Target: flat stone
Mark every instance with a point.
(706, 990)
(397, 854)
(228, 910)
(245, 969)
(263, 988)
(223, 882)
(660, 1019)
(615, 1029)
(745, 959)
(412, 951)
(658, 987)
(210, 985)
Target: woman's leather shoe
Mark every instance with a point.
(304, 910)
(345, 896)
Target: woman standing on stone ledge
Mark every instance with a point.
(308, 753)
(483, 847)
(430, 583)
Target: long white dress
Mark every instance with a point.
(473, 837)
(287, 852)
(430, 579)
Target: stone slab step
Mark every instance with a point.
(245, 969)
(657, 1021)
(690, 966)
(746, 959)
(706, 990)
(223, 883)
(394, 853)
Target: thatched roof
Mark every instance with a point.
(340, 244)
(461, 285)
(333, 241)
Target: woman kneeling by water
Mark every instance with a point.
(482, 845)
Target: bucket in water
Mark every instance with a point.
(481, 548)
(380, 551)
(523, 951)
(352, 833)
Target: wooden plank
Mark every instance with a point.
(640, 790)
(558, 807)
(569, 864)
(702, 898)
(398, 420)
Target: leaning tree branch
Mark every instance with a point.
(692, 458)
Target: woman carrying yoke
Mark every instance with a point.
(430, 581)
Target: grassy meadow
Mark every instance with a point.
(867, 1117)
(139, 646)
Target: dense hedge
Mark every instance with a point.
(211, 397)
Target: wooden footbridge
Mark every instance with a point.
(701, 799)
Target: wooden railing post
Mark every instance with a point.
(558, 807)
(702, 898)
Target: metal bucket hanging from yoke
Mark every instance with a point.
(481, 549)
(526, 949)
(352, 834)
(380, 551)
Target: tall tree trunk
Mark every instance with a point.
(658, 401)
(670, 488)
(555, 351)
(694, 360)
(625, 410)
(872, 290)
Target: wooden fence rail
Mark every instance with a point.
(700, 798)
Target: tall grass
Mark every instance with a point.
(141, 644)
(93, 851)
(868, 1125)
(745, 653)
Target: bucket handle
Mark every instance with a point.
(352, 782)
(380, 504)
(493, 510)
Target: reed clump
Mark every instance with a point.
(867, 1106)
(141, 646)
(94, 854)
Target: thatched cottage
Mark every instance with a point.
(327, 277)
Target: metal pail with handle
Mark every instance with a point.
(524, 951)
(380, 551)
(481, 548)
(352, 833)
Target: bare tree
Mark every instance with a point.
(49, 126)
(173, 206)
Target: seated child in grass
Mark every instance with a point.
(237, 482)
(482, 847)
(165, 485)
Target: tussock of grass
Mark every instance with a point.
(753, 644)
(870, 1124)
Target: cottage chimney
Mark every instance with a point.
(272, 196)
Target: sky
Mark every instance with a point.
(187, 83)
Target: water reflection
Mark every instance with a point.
☆ ☆ ☆ ☆
Goal of the exercise: Among the entries above, how many lines include the word "tree"? Reply with the number only.

Written solution: 3